**REQUIRED WORK**
Among the entries below, find the lines with the word "crust" and copy them.

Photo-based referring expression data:
►

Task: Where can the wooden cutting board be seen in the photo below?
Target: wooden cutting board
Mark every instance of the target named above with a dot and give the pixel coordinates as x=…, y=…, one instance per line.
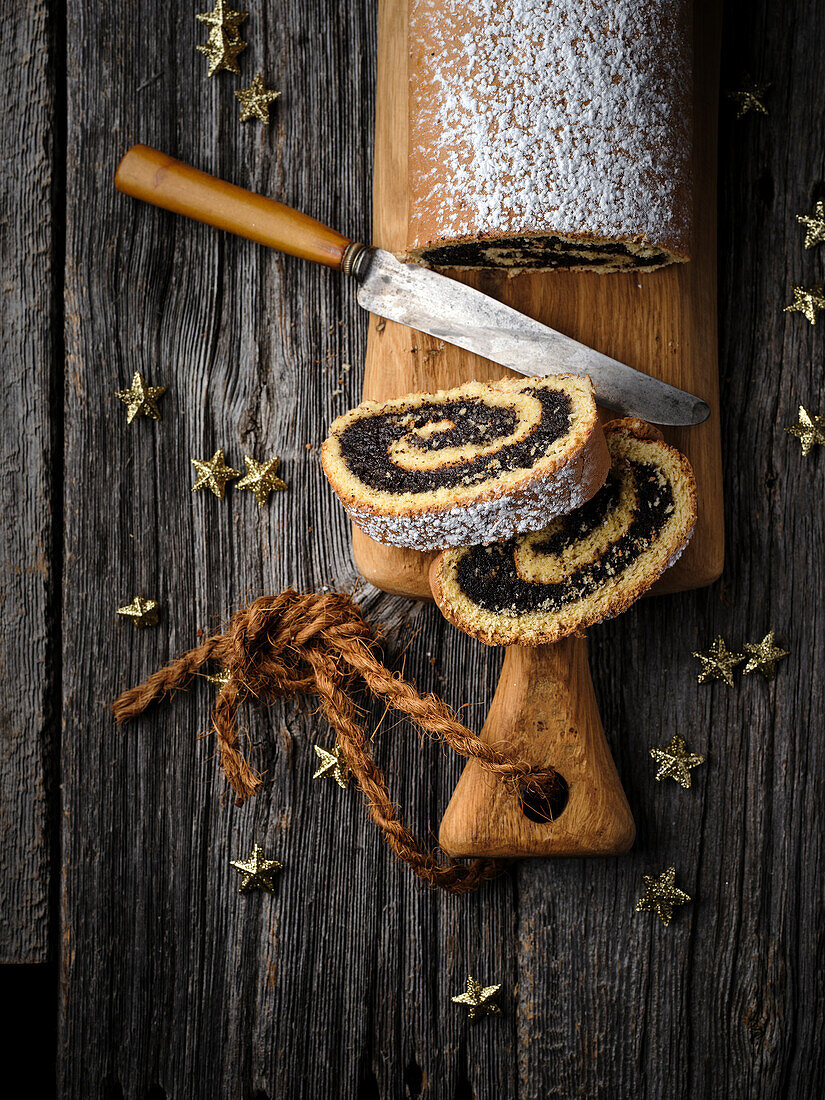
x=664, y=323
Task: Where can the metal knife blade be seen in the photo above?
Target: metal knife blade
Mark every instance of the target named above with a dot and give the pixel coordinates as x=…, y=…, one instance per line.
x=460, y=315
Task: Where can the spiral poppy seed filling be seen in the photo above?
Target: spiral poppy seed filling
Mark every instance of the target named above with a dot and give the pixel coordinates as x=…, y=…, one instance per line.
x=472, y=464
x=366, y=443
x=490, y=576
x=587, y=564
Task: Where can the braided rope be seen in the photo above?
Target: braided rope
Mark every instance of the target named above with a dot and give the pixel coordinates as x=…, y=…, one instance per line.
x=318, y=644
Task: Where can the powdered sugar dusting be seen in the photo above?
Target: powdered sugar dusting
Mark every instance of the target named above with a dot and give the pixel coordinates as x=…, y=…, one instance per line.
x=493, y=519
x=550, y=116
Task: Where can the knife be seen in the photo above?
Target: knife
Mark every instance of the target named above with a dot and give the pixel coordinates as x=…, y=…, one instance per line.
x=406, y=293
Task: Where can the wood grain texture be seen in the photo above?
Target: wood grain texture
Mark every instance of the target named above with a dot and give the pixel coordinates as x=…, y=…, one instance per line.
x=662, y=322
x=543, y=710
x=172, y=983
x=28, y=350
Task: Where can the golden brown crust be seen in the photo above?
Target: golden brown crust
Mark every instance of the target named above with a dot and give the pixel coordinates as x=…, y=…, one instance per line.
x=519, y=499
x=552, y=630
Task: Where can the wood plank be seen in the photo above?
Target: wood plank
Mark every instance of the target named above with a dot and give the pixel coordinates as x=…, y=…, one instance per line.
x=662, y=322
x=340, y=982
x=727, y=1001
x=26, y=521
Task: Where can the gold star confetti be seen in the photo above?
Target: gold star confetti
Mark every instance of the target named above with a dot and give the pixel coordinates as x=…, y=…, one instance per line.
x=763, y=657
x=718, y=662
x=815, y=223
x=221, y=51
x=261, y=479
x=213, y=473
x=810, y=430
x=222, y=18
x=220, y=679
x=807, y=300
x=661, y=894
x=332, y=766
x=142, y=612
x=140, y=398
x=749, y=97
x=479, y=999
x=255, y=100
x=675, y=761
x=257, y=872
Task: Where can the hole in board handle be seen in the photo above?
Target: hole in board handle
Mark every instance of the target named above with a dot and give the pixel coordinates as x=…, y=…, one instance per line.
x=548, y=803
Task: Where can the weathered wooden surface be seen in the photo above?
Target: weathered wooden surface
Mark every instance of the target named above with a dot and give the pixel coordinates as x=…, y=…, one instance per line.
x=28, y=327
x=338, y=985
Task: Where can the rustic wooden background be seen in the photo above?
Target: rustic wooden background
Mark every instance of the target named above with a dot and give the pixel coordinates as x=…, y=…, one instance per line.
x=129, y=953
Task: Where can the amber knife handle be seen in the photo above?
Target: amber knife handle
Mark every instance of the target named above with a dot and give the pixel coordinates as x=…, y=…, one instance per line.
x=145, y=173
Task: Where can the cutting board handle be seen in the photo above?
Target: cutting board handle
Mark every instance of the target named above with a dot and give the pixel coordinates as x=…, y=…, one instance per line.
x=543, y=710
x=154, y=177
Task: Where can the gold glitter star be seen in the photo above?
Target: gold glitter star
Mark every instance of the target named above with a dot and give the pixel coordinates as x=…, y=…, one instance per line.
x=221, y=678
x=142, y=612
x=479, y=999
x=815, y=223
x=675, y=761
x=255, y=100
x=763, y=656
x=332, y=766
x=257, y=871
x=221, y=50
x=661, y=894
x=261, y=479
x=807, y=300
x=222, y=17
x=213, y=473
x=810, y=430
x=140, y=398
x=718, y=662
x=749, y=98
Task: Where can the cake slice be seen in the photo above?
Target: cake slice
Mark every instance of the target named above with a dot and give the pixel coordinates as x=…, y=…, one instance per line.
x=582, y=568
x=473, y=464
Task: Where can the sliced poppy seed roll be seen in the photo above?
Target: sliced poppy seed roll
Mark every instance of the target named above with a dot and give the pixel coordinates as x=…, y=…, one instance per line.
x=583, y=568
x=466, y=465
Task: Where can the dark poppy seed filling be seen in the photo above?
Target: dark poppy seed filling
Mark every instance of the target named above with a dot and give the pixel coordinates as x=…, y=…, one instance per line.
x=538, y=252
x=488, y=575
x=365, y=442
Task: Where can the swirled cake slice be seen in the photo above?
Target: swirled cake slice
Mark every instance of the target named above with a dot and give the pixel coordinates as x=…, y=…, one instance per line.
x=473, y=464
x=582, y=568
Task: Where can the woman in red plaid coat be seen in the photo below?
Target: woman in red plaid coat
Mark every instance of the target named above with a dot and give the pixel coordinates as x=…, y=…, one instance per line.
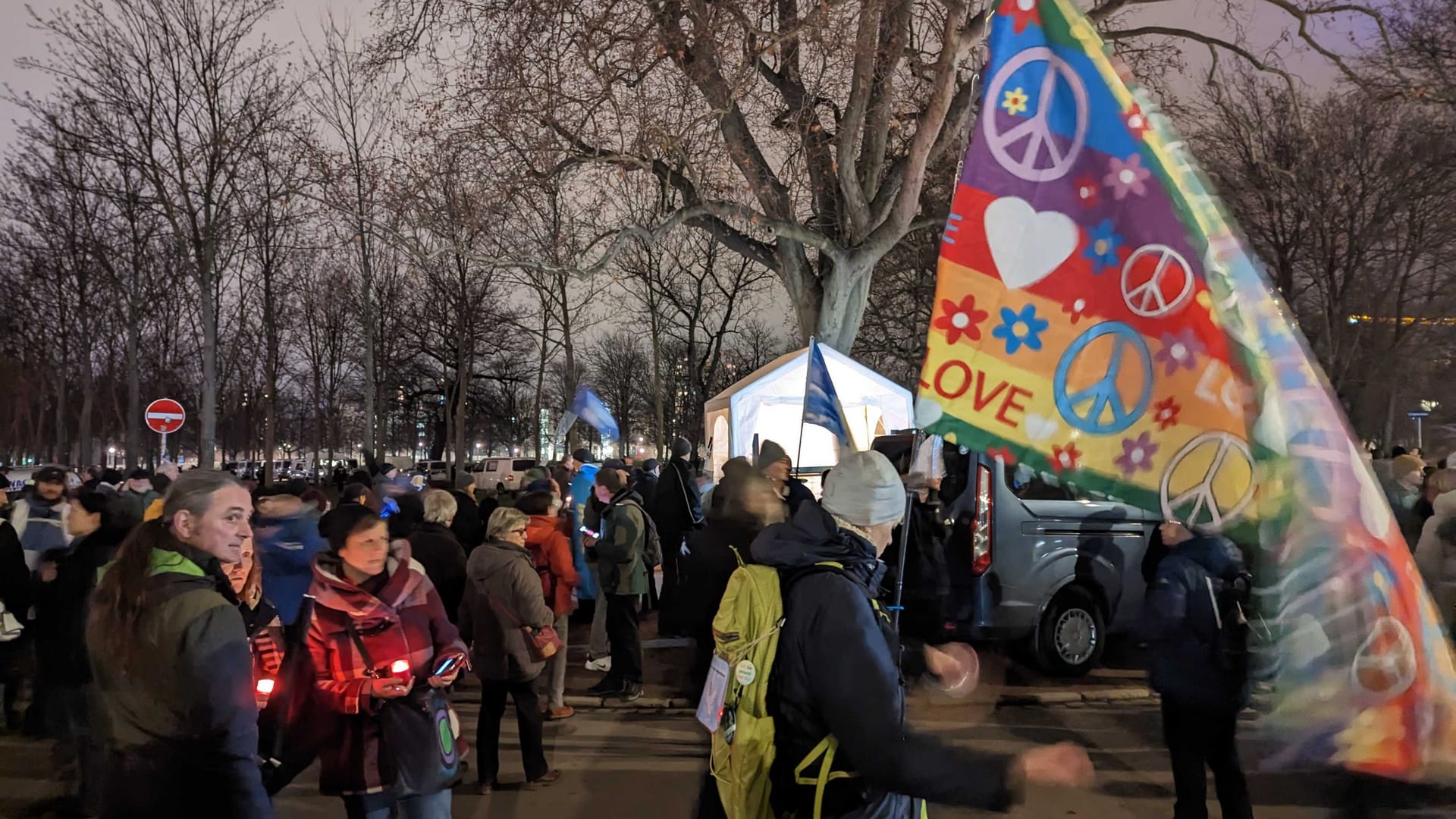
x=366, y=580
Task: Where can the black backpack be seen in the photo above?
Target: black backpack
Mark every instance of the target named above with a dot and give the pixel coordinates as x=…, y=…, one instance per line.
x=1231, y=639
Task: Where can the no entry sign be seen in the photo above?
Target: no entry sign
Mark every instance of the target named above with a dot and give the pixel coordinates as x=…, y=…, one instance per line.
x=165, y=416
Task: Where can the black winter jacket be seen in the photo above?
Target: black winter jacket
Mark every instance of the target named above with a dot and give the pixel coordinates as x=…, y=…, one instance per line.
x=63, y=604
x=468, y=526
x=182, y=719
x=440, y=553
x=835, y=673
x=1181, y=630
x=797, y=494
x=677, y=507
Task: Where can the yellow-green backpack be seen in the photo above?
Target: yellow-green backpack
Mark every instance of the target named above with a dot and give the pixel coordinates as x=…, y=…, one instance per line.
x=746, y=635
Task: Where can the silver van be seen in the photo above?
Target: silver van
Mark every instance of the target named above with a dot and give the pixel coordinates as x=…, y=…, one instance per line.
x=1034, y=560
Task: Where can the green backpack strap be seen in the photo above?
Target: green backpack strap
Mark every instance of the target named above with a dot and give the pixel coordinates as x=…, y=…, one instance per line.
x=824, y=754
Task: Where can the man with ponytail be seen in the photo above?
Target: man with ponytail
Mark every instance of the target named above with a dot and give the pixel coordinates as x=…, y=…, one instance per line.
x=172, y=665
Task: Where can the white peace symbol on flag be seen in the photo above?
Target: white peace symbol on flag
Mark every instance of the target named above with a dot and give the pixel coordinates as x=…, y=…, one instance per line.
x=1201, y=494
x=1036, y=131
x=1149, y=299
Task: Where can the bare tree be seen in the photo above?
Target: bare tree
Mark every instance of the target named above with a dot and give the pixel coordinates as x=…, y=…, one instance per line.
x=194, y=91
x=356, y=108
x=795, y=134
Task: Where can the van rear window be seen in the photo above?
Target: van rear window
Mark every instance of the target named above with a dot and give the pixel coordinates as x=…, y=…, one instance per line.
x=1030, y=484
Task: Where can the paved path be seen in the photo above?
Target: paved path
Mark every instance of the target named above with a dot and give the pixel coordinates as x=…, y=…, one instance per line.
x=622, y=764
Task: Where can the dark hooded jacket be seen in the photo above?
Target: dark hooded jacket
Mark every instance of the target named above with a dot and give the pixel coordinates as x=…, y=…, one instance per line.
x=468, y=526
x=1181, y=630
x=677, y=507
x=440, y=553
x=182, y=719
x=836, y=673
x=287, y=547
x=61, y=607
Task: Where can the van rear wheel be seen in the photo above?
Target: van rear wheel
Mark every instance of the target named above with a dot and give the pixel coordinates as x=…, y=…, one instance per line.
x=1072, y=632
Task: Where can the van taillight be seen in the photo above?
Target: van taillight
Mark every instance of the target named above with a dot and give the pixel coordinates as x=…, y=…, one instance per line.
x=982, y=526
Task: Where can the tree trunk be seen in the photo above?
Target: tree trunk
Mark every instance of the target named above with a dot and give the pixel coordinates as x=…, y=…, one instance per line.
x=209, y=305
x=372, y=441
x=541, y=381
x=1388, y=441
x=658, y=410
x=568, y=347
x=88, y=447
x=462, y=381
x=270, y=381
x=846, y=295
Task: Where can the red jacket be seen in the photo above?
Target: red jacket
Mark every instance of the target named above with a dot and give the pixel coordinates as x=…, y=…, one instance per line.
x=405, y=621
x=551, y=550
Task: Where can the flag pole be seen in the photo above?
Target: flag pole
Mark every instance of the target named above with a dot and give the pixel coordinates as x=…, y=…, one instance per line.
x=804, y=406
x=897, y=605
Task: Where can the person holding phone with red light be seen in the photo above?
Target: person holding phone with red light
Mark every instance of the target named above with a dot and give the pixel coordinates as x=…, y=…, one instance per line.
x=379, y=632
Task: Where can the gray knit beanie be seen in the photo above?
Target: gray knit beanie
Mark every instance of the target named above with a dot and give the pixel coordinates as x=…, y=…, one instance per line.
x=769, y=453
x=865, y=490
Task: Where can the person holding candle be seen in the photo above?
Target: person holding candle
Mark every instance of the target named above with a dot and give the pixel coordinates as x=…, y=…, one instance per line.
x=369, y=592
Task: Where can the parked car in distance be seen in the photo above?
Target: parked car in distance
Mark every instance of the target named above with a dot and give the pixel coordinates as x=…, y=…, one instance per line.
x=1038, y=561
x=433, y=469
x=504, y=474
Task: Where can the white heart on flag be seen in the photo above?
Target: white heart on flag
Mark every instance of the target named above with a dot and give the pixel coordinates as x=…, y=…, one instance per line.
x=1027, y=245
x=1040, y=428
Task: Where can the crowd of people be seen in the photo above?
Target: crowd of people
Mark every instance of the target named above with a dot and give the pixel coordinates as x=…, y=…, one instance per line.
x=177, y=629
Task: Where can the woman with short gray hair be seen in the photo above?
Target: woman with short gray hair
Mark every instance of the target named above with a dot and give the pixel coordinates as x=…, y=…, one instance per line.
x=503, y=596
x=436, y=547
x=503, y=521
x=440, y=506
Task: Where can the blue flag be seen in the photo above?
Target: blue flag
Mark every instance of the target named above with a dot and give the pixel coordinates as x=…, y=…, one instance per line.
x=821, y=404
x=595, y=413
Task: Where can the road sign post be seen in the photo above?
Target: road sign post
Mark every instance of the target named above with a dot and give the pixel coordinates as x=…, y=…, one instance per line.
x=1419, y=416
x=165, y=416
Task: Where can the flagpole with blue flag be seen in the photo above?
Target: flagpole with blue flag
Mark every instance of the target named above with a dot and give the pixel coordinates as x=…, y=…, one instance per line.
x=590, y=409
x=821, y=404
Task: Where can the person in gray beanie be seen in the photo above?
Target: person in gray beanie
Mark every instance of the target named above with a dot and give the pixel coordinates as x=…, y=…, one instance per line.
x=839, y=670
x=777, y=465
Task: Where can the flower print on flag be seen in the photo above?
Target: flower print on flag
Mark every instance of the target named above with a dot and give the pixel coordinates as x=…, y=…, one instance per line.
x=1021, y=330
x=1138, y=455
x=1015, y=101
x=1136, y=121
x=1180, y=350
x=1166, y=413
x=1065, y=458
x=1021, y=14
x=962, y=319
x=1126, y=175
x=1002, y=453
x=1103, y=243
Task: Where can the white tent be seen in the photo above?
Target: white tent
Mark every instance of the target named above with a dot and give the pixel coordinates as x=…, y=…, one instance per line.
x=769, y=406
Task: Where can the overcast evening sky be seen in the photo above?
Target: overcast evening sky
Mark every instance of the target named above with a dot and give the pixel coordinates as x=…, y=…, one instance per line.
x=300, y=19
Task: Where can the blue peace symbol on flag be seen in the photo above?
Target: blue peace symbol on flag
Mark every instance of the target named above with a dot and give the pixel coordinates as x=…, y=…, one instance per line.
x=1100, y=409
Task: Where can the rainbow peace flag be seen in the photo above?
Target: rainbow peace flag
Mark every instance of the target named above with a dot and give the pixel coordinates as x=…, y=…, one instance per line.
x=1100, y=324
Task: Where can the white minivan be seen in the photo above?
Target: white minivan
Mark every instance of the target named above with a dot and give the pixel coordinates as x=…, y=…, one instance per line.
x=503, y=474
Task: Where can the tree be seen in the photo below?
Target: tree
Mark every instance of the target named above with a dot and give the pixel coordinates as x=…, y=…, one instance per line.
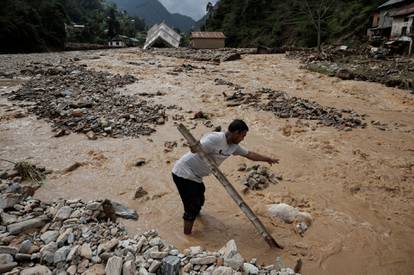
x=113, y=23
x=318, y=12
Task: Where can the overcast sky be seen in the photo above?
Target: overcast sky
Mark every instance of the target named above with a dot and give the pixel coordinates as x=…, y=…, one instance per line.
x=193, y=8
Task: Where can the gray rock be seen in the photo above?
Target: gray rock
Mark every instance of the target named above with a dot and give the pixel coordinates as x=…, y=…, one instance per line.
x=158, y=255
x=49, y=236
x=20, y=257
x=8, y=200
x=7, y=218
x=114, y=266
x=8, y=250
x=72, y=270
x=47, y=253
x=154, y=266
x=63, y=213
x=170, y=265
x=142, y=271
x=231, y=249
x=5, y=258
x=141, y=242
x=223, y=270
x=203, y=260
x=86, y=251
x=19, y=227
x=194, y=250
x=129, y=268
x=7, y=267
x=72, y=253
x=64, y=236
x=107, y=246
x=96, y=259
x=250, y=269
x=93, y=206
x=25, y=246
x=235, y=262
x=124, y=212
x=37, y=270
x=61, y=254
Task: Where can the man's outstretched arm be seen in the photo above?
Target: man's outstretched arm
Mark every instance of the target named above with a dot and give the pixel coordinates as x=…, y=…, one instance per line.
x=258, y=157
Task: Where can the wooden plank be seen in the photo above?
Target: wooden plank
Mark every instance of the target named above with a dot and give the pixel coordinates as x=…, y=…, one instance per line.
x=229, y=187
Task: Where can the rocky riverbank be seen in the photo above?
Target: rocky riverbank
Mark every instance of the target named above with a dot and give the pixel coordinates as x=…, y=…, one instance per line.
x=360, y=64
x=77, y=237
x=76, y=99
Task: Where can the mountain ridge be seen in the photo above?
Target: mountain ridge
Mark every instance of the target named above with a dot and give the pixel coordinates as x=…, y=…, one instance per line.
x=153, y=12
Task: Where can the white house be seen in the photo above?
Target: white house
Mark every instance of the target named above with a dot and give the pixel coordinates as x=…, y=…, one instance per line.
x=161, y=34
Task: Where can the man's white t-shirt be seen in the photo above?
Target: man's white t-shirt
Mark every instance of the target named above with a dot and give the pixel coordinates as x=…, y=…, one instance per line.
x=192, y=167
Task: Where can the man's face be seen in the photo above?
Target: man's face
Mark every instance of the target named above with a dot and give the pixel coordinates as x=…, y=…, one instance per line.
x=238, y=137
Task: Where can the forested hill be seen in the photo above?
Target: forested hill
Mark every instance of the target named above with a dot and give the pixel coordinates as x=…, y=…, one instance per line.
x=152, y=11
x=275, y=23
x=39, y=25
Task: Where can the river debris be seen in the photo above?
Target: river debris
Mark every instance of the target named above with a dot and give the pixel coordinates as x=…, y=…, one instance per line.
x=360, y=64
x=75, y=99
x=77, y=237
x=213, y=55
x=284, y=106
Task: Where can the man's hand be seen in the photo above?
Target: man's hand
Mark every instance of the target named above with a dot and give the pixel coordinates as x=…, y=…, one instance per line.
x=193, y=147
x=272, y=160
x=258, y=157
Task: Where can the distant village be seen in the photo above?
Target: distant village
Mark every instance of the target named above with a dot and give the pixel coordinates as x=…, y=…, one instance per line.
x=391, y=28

◄

**SOLUTION TO THIS EXERCISE**
Task: Where can the golden brown crust be seen in the photo above?
Target: golden brown crust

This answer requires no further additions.